** Begin DOCUMENT TEXT **

Re: CSN snapshots in hot standby

From: Heikki Linnakangas <hlinnaka(at)iki(dot)fi>
To: John Naylor <johncnaylorls(at)gmail(dot)com>, pgsql-hackers <pgsql-hackers(at)postgresql(dot)org>
Cc: Andres Freund <andres(at)anarazel(dot)de>, "Andrey M(dot) Borodin" <x4mmm(at)yandex-team(dot)ru>, Kirill Reshke <reshkekirill(at)gmail(dot)com>
Subject: Re: CSN snapshots in hot standby
Date: 2025-03-31 21:31:43
Message-ID: 80f254d3-8ee9-4cde-a7e3-ee99998154da@iki.fi
Views: Raw Message | Whole Thread | Download mbox | Resend email
Thread:
Lists: pgsql-hackers

Here's a new patchset version. Not much has changed in the actual CSN
patches. But I spent a lot of time refactoring the snapshot management
code, so that there is a simple place to add the "inprogress XID cache"
for the CSN snapshots, in a way that avoids duplicating the cache if a
snapshot is copied around.

Patches 0001-0002 are the patches I posted on a separate thread earlier.
See
https://www.postgresql.org/message-id/ec10d398-c9b3-4542-8095-5fc6408b17d1%40iki.fi.

Patches 0003-0006 contain more snapshot manager changes. The end state
is that an MVCC snapshot consists of two structs: a shared "inner"
struct that contains xmin, xmax and the XID lists, and an "outer" struct
that contains a pointer to the shared struct and the current command ID.
As a snapshot is copied around, all the copies share the same shared,
reference-counted struct.

The rest of the patches are the same CSN patches I posted before,
rebased over the snapshot manager changes.

There's one thing that hasn't been discussed yet: The
ProcArrayRecoveryEndTransaction() function, which replaces
ExpireTreeKnownAssignedTransactionIds() and is called on replay of every
commit/abort record, does this:

> /*
> * If this was the oldest XID that was still running, advance it. This is
> * important for advancing the global xmin, which avoids unnecessary
> * recovery conflicts
> *
> * No locking required because this runs in the startup process.

** End DOCUMENT TEXT **

WRITTEN REQUEST A:
Summarize the message on CSN snapshots in hot standby in two sentences.

** Begin DATA PROVIDED **

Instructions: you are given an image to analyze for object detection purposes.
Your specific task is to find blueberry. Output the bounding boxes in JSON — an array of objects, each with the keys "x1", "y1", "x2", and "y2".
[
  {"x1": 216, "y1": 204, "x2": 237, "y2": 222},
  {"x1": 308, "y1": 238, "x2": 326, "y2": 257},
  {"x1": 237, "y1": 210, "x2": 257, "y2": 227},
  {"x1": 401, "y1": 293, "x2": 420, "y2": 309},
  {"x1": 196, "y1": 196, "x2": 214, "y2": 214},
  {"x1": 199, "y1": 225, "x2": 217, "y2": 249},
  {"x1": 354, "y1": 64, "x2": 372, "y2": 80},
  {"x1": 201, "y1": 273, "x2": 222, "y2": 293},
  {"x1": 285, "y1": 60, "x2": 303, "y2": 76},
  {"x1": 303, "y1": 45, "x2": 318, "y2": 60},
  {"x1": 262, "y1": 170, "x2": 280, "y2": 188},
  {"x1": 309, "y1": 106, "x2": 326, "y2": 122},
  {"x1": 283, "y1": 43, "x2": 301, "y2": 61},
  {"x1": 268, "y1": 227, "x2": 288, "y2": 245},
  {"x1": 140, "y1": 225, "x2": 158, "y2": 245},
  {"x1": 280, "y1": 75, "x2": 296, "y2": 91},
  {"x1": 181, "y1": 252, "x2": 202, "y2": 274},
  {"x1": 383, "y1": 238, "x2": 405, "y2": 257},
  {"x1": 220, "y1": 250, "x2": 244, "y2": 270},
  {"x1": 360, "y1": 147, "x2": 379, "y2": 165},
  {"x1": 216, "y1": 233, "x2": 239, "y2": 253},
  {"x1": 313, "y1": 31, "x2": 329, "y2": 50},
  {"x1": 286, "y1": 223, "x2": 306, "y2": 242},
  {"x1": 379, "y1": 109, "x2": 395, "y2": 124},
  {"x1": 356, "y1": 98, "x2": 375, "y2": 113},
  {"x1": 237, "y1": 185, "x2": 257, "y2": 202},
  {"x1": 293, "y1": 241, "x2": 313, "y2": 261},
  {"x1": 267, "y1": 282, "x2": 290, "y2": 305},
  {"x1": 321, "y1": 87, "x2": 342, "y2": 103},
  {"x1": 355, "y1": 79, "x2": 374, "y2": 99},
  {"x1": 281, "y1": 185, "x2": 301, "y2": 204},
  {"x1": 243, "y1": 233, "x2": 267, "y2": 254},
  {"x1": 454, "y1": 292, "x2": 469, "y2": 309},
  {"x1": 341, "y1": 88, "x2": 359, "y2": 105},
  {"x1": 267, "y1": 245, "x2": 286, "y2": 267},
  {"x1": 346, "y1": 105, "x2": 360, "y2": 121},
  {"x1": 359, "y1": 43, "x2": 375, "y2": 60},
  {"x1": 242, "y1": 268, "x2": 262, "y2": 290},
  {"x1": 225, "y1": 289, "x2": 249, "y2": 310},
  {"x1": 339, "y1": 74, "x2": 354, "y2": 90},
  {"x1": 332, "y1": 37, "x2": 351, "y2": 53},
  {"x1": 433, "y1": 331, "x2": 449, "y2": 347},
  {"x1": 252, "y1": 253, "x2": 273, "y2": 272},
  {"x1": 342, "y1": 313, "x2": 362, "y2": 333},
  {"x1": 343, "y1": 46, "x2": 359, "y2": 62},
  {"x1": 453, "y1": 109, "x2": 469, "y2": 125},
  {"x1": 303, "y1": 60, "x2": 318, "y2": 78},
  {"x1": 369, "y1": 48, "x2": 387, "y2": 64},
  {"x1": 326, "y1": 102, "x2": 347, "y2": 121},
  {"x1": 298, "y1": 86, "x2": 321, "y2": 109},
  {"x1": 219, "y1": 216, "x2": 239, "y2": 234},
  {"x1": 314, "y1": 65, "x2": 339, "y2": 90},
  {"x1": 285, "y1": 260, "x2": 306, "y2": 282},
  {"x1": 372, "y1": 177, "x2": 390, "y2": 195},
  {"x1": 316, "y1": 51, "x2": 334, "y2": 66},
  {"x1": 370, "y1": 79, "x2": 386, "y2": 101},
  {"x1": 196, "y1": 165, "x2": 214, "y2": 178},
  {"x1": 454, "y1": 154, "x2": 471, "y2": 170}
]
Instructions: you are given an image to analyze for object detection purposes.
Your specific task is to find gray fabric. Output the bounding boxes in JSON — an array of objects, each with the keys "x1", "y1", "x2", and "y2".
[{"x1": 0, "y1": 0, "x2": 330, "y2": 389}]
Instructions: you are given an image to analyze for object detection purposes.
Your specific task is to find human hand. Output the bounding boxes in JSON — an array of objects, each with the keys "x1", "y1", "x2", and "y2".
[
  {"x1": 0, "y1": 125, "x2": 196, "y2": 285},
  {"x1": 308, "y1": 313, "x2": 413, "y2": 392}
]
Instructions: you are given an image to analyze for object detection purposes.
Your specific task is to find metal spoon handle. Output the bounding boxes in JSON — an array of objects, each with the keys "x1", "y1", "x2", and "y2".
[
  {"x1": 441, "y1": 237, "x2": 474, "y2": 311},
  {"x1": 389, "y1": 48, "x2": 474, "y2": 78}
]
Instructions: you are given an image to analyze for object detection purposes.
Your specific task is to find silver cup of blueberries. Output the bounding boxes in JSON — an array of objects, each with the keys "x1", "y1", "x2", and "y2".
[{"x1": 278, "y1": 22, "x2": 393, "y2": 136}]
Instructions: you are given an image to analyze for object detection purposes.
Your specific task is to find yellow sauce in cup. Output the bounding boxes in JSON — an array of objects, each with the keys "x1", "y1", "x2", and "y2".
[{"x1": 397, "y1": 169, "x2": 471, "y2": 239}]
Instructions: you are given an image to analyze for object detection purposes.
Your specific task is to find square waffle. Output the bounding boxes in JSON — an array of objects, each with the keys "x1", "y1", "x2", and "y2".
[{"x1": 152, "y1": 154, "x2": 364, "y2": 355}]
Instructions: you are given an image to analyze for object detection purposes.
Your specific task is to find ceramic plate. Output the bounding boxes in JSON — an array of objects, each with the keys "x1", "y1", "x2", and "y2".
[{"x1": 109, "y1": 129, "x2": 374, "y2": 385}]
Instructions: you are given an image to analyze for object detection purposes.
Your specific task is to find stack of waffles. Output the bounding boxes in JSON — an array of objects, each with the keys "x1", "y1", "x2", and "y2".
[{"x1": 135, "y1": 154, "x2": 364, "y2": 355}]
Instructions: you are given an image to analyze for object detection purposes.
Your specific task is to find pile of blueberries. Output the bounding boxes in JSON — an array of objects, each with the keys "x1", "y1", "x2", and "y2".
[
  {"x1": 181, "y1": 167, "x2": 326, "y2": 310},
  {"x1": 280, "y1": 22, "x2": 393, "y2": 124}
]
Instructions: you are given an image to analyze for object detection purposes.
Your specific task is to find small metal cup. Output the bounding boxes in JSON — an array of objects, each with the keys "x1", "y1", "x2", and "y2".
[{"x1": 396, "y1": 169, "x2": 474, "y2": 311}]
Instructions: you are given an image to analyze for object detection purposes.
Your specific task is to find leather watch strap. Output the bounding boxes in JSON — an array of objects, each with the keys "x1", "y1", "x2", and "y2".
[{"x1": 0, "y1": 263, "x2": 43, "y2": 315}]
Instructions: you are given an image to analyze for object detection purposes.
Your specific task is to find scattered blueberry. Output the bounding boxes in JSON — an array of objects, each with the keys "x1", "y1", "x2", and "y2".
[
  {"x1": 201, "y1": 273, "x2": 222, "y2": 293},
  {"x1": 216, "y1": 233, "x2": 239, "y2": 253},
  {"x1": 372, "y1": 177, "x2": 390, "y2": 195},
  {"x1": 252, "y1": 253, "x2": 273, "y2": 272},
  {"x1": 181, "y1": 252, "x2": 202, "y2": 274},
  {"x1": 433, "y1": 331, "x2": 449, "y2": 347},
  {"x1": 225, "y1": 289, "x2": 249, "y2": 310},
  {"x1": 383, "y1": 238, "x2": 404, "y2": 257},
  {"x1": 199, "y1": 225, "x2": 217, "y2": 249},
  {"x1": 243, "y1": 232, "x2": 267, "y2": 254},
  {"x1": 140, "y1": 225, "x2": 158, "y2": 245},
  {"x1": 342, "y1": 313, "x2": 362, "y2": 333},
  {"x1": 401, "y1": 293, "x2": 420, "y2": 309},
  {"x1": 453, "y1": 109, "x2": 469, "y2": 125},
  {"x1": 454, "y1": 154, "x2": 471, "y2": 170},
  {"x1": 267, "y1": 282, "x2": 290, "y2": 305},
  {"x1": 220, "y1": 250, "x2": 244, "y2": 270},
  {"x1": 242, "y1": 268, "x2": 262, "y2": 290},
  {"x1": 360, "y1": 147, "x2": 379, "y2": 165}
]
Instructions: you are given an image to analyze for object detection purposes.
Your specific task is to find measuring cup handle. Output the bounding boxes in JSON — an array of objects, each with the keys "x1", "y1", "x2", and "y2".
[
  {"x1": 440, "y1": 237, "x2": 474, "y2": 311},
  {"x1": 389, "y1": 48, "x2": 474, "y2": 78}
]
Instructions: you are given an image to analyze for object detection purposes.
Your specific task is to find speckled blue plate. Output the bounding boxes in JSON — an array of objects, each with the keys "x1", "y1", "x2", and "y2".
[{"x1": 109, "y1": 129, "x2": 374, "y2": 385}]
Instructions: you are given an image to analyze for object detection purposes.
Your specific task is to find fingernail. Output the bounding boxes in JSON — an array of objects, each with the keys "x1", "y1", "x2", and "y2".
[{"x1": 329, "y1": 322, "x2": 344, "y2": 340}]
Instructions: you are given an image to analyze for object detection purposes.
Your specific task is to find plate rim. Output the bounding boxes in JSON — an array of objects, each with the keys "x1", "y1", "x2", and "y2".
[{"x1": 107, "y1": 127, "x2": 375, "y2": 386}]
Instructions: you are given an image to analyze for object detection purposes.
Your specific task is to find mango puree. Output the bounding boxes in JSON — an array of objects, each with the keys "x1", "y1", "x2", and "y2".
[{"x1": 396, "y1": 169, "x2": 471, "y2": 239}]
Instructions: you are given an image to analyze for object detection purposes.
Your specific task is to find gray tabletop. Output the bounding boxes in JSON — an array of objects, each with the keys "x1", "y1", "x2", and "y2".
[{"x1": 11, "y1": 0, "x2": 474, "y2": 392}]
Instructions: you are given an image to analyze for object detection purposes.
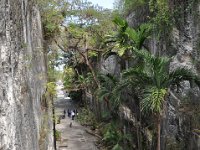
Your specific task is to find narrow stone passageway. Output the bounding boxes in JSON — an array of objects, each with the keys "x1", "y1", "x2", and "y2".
[{"x1": 55, "y1": 83, "x2": 98, "y2": 150}]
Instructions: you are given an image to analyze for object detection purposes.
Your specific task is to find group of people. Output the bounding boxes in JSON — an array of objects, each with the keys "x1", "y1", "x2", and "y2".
[{"x1": 64, "y1": 109, "x2": 78, "y2": 120}]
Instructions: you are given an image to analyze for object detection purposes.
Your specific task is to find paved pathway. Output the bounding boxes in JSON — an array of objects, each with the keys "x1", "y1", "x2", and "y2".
[{"x1": 55, "y1": 82, "x2": 98, "y2": 150}]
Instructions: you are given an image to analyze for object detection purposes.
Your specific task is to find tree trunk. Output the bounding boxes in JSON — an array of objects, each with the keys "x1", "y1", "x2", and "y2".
[
  {"x1": 157, "y1": 114, "x2": 161, "y2": 150},
  {"x1": 50, "y1": 96, "x2": 57, "y2": 150}
]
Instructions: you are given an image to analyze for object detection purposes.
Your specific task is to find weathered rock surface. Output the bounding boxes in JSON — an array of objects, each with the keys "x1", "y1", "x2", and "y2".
[
  {"x1": 0, "y1": 0, "x2": 53, "y2": 150},
  {"x1": 127, "y1": 0, "x2": 200, "y2": 150}
]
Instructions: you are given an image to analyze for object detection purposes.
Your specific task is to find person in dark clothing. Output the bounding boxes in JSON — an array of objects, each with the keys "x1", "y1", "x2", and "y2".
[
  {"x1": 67, "y1": 109, "x2": 71, "y2": 117},
  {"x1": 71, "y1": 111, "x2": 75, "y2": 120}
]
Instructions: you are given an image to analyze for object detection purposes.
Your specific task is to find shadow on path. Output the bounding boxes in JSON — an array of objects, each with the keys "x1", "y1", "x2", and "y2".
[{"x1": 54, "y1": 96, "x2": 98, "y2": 150}]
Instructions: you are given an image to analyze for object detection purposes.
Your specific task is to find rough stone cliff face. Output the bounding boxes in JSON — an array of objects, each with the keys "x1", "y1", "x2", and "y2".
[
  {"x1": 127, "y1": 0, "x2": 200, "y2": 150},
  {"x1": 0, "y1": 0, "x2": 51, "y2": 150}
]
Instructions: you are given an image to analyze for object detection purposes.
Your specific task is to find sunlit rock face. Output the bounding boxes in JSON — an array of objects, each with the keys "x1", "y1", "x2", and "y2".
[
  {"x1": 0, "y1": 0, "x2": 51, "y2": 150},
  {"x1": 127, "y1": 0, "x2": 200, "y2": 150}
]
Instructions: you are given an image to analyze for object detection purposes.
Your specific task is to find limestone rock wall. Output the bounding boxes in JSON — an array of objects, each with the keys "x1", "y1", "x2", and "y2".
[
  {"x1": 127, "y1": 0, "x2": 200, "y2": 150},
  {"x1": 0, "y1": 0, "x2": 51, "y2": 150}
]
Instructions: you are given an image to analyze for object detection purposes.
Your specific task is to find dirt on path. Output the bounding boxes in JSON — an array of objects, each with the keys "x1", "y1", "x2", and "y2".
[{"x1": 55, "y1": 86, "x2": 98, "y2": 150}]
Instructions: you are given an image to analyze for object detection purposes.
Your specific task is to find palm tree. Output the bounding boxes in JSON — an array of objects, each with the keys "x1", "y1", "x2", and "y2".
[
  {"x1": 104, "y1": 17, "x2": 152, "y2": 57},
  {"x1": 122, "y1": 49, "x2": 200, "y2": 150}
]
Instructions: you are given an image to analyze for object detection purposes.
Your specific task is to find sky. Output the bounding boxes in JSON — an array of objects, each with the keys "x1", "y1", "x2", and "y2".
[{"x1": 88, "y1": 0, "x2": 115, "y2": 9}]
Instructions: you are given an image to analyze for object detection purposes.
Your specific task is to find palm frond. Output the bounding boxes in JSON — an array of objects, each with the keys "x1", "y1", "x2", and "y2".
[
  {"x1": 140, "y1": 87, "x2": 167, "y2": 113},
  {"x1": 169, "y1": 68, "x2": 200, "y2": 87}
]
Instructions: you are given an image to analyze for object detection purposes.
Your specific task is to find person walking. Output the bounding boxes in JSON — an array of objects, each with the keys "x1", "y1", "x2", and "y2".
[{"x1": 71, "y1": 111, "x2": 75, "y2": 120}]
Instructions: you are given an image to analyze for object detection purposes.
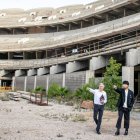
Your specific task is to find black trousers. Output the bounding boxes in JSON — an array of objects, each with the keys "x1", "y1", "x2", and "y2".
[
  {"x1": 93, "y1": 104, "x2": 104, "y2": 131},
  {"x1": 116, "y1": 108, "x2": 130, "y2": 129}
]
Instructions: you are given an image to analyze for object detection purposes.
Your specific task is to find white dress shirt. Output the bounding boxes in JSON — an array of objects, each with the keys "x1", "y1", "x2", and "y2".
[
  {"x1": 123, "y1": 90, "x2": 128, "y2": 108},
  {"x1": 88, "y1": 88, "x2": 107, "y2": 105}
]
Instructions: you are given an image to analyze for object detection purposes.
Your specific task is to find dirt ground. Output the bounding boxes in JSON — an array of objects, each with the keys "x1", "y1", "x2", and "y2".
[{"x1": 0, "y1": 100, "x2": 140, "y2": 140}]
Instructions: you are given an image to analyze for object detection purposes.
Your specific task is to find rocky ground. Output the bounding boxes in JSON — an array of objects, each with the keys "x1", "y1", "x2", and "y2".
[{"x1": 0, "y1": 100, "x2": 140, "y2": 140}]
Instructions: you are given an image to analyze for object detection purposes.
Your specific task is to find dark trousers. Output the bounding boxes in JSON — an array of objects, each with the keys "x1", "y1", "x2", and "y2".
[
  {"x1": 93, "y1": 104, "x2": 104, "y2": 131},
  {"x1": 116, "y1": 108, "x2": 130, "y2": 129}
]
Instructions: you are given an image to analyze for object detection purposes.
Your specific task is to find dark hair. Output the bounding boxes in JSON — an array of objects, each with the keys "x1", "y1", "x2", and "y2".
[{"x1": 123, "y1": 81, "x2": 129, "y2": 86}]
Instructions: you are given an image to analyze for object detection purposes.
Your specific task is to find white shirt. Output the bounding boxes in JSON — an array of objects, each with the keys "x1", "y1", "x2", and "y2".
[
  {"x1": 88, "y1": 88, "x2": 107, "y2": 105},
  {"x1": 123, "y1": 90, "x2": 128, "y2": 108}
]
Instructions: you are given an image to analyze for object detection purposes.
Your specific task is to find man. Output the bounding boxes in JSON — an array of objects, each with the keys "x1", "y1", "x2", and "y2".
[
  {"x1": 114, "y1": 81, "x2": 134, "y2": 136},
  {"x1": 88, "y1": 83, "x2": 107, "y2": 134}
]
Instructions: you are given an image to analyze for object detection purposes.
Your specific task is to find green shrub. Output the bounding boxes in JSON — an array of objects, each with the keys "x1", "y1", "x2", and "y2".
[
  {"x1": 74, "y1": 78, "x2": 98, "y2": 101},
  {"x1": 48, "y1": 83, "x2": 69, "y2": 98}
]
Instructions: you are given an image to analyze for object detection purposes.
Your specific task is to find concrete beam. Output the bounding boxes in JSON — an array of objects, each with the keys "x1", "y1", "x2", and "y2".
[
  {"x1": 122, "y1": 66, "x2": 134, "y2": 91},
  {"x1": 27, "y1": 69, "x2": 37, "y2": 76},
  {"x1": 15, "y1": 70, "x2": 26, "y2": 77},
  {"x1": 66, "y1": 61, "x2": 88, "y2": 73},
  {"x1": 0, "y1": 70, "x2": 10, "y2": 77},
  {"x1": 50, "y1": 65, "x2": 66, "y2": 74},
  {"x1": 37, "y1": 67, "x2": 50, "y2": 76},
  {"x1": 89, "y1": 56, "x2": 108, "y2": 71}
]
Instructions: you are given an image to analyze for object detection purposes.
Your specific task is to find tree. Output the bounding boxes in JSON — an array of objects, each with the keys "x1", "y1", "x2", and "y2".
[{"x1": 103, "y1": 57, "x2": 121, "y2": 110}]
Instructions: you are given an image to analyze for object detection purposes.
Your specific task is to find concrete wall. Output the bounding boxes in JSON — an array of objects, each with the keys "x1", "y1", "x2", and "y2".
[
  {"x1": 48, "y1": 74, "x2": 63, "y2": 86},
  {"x1": 65, "y1": 71, "x2": 86, "y2": 91},
  {"x1": 36, "y1": 75, "x2": 47, "y2": 88},
  {"x1": 26, "y1": 76, "x2": 35, "y2": 91},
  {"x1": 15, "y1": 77, "x2": 25, "y2": 90},
  {"x1": 13, "y1": 71, "x2": 94, "y2": 91}
]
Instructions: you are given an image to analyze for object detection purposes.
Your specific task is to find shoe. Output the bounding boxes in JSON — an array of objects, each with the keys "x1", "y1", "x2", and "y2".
[
  {"x1": 115, "y1": 129, "x2": 120, "y2": 136},
  {"x1": 96, "y1": 130, "x2": 101, "y2": 135},
  {"x1": 124, "y1": 130, "x2": 128, "y2": 135}
]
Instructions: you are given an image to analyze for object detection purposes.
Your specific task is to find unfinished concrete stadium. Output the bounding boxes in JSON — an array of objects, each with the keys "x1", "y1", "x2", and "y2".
[{"x1": 0, "y1": 0, "x2": 140, "y2": 106}]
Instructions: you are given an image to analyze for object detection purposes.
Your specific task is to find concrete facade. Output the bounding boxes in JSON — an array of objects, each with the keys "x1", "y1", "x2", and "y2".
[
  {"x1": 89, "y1": 56, "x2": 107, "y2": 70},
  {"x1": 27, "y1": 69, "x2": 37, "y2": 76},
  {"x1": 15, "y1": 70, "x2": 26, "y2": 77},
  {"x1": 66, "y1": 61, "x2": 88, "y2": 73},
  {"x1": 50, "y1": 65, "x2": 66, "y2": 74},
  {"x1": 13, "y1": 71, "x2": 94, "y2": 91},
  {"x1": 126, "y1": 49, "x2": 139, "y2": 67},
  {"x1": 37, "y1": 67, "x2": 50, "y2": 76}
]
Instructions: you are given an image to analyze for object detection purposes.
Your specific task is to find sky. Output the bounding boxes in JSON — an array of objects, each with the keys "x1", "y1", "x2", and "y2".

** End DATA PROVIDED **

WRITTEN REQUEST B:
Pull out every line of the rows that contains the string "ground". Case counts.

FINAL ANSWER A:
The new patchset leaves the CSN patches mostly unchanged but refactors the snapshot management code so that the "inprogress XID cache" for CSN snapshots can be added in one simple place, without duplicating the cache when a snapshot is copied around. Patches 0003-0006 make an MVCC snapshot consist of a shared, reference-counted "inner" struct holding xmin, xmax and the XID lists and an "outer" struct holding a pointer to it and the current command ID, while the remaining patches are the earlier CSN patches rebased over these changes.

FINAL ANSWER B:
Your specific task is to find dirt ground. Output the bounding boxes in JSON — an array of objects, each with the keys "x1", "y1", "x2", and "y2".
Your specific task is to find rocky ground. Output the bounding boxes in JSON — an array of objects, each with the keys "x1", "y1", "x2", and "y2".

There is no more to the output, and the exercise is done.